AIM OF THE TASK:
Arrange every line of the listing below as a numbered list, skipping blank lines. Leave the pictures out of your answer.

[start of EXTRACTED ENTRIES]

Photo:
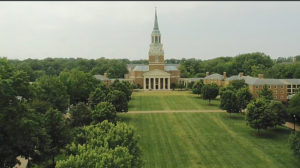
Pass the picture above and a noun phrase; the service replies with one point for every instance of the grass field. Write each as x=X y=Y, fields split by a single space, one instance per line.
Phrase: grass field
x=183 y=140
x=173 y=100
x=208 y=140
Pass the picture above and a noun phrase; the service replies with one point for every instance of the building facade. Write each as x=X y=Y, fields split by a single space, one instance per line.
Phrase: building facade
x=156 y=75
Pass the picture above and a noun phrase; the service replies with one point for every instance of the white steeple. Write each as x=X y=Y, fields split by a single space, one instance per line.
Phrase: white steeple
x=156 y=46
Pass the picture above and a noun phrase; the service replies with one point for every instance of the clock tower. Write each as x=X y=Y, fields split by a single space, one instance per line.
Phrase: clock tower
x=156 y=52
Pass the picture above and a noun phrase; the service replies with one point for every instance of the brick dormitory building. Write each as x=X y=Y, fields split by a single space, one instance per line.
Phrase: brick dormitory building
x=282 y=89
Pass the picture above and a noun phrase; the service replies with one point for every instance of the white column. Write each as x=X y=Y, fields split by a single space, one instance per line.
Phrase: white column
x=159 y=83
x=149 y=83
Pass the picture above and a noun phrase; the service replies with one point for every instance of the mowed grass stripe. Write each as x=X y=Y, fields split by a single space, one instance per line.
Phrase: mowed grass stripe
x=208 y=140
x=170 y=100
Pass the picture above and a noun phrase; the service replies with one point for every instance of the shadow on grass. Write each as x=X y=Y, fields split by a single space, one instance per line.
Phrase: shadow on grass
x=273 y=133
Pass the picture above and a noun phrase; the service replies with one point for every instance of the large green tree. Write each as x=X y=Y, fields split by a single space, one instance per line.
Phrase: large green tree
x=58 y=132
x=266 y=93
x=229 y=102
x=104 y=145
x=209 y=92
x=98 y=95
x=104 y=111
x=51 y=89
x=259 y=115
x=79 y=85
x=80 y=115
x=197 y=87
x=119 y=100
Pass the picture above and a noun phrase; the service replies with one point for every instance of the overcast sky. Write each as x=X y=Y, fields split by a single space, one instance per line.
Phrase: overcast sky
x=202 y=30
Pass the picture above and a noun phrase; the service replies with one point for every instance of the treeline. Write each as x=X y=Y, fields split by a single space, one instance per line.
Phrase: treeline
x=58 y=117
x=251 y=64
x=115 y=68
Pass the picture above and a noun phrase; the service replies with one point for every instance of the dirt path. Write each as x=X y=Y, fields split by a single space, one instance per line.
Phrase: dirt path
x=176 y=111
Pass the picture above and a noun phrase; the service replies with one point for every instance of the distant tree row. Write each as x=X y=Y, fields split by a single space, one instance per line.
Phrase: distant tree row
x=38 y=120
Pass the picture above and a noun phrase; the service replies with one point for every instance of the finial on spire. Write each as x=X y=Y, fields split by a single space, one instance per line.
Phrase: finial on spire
x=155 y=21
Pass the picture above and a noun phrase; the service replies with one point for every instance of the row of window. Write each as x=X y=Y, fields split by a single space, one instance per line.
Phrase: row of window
x=270 y=86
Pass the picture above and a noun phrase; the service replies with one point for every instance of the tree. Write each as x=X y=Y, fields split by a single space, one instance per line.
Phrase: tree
x=124 y=87
x=173 y=86
x=229 y=102
x=197 y=87
x=294 y=141
x=51 y=89
x=238 y=84
x=21 y=132
x=79 y=85
x=104 y=145
x=259 y=115
x=80 y=115
x=58 y=132
x=98 y=95
x=244 y=97
x=119 y=100
x=209 y=92
x=280 y=111
x=294 y=106
x=266 y=93
x=104 y=111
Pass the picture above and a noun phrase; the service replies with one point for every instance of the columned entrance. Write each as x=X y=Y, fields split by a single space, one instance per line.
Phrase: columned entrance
x=156 y=80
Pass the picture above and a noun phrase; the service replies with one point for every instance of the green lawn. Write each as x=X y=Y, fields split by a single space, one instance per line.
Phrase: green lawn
x=209 y=140
x=169 y=100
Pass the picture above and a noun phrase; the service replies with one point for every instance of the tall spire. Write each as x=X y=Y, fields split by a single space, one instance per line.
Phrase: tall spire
x=155 y=21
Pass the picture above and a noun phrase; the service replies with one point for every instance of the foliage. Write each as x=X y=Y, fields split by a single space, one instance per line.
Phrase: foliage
x=58 y=132
x=79 y=85
x=119 y=100
x=294 y=141
x=209 y=92
x=259 y=115
x=173 y=86
x=104 y=111
x=51 y=89
x=229 y=102
x=266 y=93
x=197 y=87
x=80 y=115
x=104 y=145
x=244 y=97
x=294 y=106
x=280 y=111
x=98 y=95
x=21 y=133
x=238 y=84
x=124 y=87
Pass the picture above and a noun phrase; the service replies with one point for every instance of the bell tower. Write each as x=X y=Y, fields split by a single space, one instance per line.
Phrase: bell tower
x=156 y=52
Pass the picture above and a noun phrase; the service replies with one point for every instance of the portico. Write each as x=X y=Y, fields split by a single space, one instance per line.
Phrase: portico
x=156 y=80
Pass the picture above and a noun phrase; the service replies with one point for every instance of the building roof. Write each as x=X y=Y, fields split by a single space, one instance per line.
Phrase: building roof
x=215 y=76
x=264 y=81
x=100 y=77
x=168 y=67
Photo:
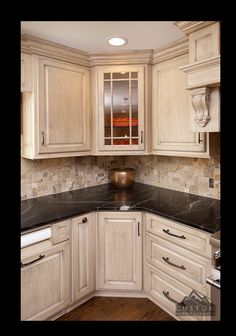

[end of EXTRACTED ENTRIES]

SOLUTION:
1. Photo:
2. Pass the picture above and a noun phrase; the service replies with one point for every instance of the grass field. Write each as x=X y=Y, fields split by a single space, one instance per line.
3. Phrase: grass field
4. x=183 y=140
5. x=173 y=100
6. x=208 y=140
7. Pass the picture above and a noun phrase; the service replies with one point for every instance of the building facade. Write each as x=X y=Y, fields split by a single space, one instance per line.
8. Phrase: building facade
9. x=156 y=75
10. Pass the picture above and a noun phrase; the service replies with one point for every instance of the white steeple. Write each as x=X y=Y, fields split by a single space, one instance per line.
11. Phrase: white steeple
12. x=156 y=46
13. Pass the picture above and a noun phrase; the service replies with one point for every instance of the clock tower. Write each as x=X y=Y, fields split by a single space, one instance per line.
14. Phrase: clock tower
15. x=156 y=52
16. Pass the picture above and a noun phrase; the service replies with one point for every instance of the brick dormitory building. Write each as x=X y=Y, fields split by a single space, one instance per line.
17. Phrase: brick dormitory building
18. x=282 y=89
19. Pass the picture above and a noun phrase; the service replies with one point for every instance of the white column. Write each as x=X y=Y, fields split by a single space, one instance per line.
20. Phrase: white column
21. x=159 y=83
22. x=149 y=83
23. Pass the picture above and a noun phrase; the service replies with one point for every instance of the mowed grass stripe. Write each as x=X y=Y, fields split by a single space, one instance per line.
24. Phrase: mowed grass stripe
25. x=208 y=140
26. x=170 y=100
27. Pass the picture above and a noun phrase; the service replies with one point for every instance of the shadow on grass. Write each as x=X y=Y, fields split by a single space, one instance per line.
28. Phrase: shadow on grass
29. x=273 y=133
30. Pass the picture above and a noun phrase; the service replies with one point for every instance of the large green tree. Write each as x=X y=Y, fields split by a single space, one instance per line.
31. Phrase: large green tree
32. x=58 y=132
33. x=266 y=93
34. x=229 y=102
35. x=104 y=145
36. x=209 y=92
37. x=98 y=95
38. x=104 y=111
39. x=51 y=89
40. x=259 y=115
41. x=79 y=85
42. x=80 y=115
43. x=197 y=87
44. x=119 y=100
45. Pass the picture above and a noun phrase; the service replies with one point for every instance of the overcast sky. Write each as x=X y=Y, fields split by a single space, one instance per line.
46. Phrase: overcast sky
47. x=202 y=30
48. Pass the picture above and a noun phrase; the service replies with one point for every instance of the treeline. Write each as x=X y=Y, fields split by a single space, one instance per line.
49. Phrase: treeline
50. x=58 y=117
51. x=251 y=64
52. x=115 y=68
53. Pass the picture above and a noun phrase; the service replies with one point for every instance of the dirt path. Write each as x=X y=Y, fields split by a single space, one instance per line.
54. Phrase: dirt path
55. x=176 y=111
56. Pass the picture above and a noun phrase; the service replies with one point for every instance of the distant tree row. Write each as x=X y=Y, fields split by a single space, one instance per line.
57. Phrase: distant tree row
58. x=38 y=120
59. Pass the picture above and a noun phrase; the service replies with one point for every instance of the finial on spire. Write each as x=X y=Y, fields split by a single space, one instance per line.
60. Phrase: finial on spire
61. x=155 y=21
62. Pass the picture above and a noun phrase; the service replies with one point for every instance of the row of window. Write each as x=X y=Y, fields split by a single space, one instance per line.
63. Phrase: row of window
64. x=270 y=86
65. Pass the picture above and a noun phrase; the service replies with one point for every instance of the tree. Write each as x=X y=Y, fields split by a single space, one instance per line.
66. Phrase: tree
67. x=124 y=87
68. x=173 y=86
69. x=229 y=102
70. x=197 y=87
71. x=294 y=141
72. x=51 y=89
73. x=238 y=84
74. x=21 y=132
75. x=79 y=85
76. x=104 y=145
77. x=259 y=115
78. x=80 y=115
79. x=58 y=132
80. x=98 y=95
81. x=244 y=97
82. x=119 y=100
83. x=209 y=92
84. x=280 y=111
85. x=294 y=106
86. x=266 y=93
87. x=104 y=111
88. Pass the picture above and a noun phrase; the service replies with one point for every instance of the columned entrance. Write each as x=X y=Y, fields split by a single space, one instance per line.
89. Phrase: columned entrance
90. x=156 y=80
91. Pass the picture above and a noun phrase; the service replies with one point for every instance of the green lawn. Write each as x=X y=Y, fields split by a single space, one instance per line.
92. Phrase: green lawn
93. x=209 y=140
94. x=169 y=100
95. Pass the picture above and a noun phrase; the service replies with one point for every instance of the tall spire. Write each as x=X y=Y, fields split by a single space, one instance per line.
96. Phrase: tall spire
97. x=155 y=21
98. Pass the picture above and a noun phrase; the service replies with one point for every instance of the foliage. Write each as x=X y=Y, fields split by a single space, one instance per line.
99. Phrase: foliage
100. x=58 y=132
101. x=79 y=85
102. x=119 y=100
103. x=294 y=141
104. x=209 y=92
105. x=259 y=115
106. x=173 y=86
107. x=104 y=111
108. x=51 y=89
109. x=229 y=102
110. x=266 y=93
111. x=197 y=87
112. x=80 y=115
113. x=104 y=145
114. x=244 y=97
115. x=294 y=106
116. x=280 y=111
117. x=98 y=95
118. x=21 y=133
119. x=238 y=84
120. x=124 y=87
121. Pass the picture above and a noun phrase; the service replies with one point for every instance of the bell tower. Write each as x=X y=Y, fields split by a single space, one instance per line.
122. Phrase: bell tower
123. x=156 y=52
124. Pass the picture above and a noun phrase; the service replies with one point for every instance of the portico. Write each as x=X y=Y, fields split by a single space, one instance per line.
125. Phrase: portico
126. x=156 y=80
127. Pass the picture above and a noun phrase; the service replies with one point for every instance of the building roof. Write each as x=X y=Y, fields split by a single space, one instance per line.
128. Phrase: building roof
129. x=215 y=76
130. x=264 y=81
131. x=100 y=77
132. x=168 y=67
133. Photo:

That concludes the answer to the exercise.